TEXT SHOWN –
* Start *
Photo: Airman 1st Class Katrina R. Menchaca

Dorothy Day, long a contributor to this magazine, was eight years old and living in Oakland with her family when the 1906 San Francisco earthquake struck. “The earthquake started with a deep rumbling and the convulsions of the earth started afterward, so that the earth became a sea,” she wrote in her autobiography, The Long Loneliness. “The house cracked from roof to ground.”

By a strange coincidence Michael Williams, founding editor of Commonweal, was working as a newspaperman in San Francisco at the same time. “There was something about that shock that struck, deeper than any sound could penetrate, into the substance of your soul,” he recounted in his own memoir, The Book of the High Romance. “The feeling simply can’t be described. It dates back to the chaos—to a time before there was any law and order or solid substance. This upheaval...leaves in the mind that has experienced it a memory which is unique, a sensation which lies altogether outside the limits of category.”
* End *
RAW DATA –
* Start *
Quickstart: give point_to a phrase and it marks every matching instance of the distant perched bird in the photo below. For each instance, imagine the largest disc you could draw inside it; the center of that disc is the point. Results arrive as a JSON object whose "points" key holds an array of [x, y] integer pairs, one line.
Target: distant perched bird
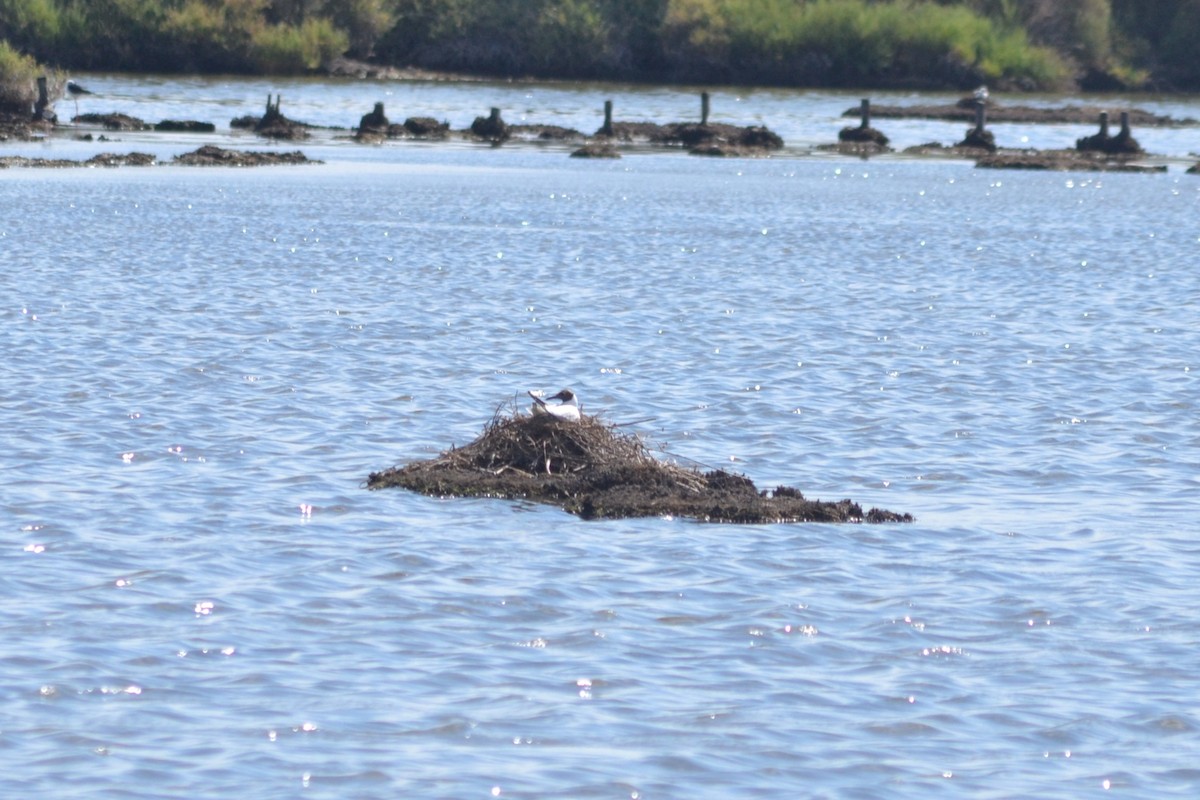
{"points": [[567, 409], [75, 90]]}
* End *
Write out the full passage above about the 1906 San Francisco earthquake, word for word.

THE SOLUTION –
Photo: Airman 1st Class Katrina R. Menchaca

Dorothy Day, long a contributor to this magazine, was eight years old and living in Oakland with her family when the 1906 San Francisco earthquake struck. “The earthquake started with a deep rumbling and the convulsions of the earth started afterward, so that the earth became a sea,” she wrote in her autobiography, The Long Loneliness. “The house cracked from roof to ground.”

By a strange coincidence Michael Williams, founding editor of Commonweal, was working as a newspaperman in San Francisco at the same time. “There was something about that shock that struck, deeper than any sound could penetrate, into the substance of your soul,” he recounted in his own memoir, The Book of the High Romance. “The feeling simply can’t be described. It dates back to the chaos—to a time before there was any law and order or solid substance. This upheaval...leaves in the mind that has experienced it a memory which is unique, a sensation which lies altogether outside the limits of category.”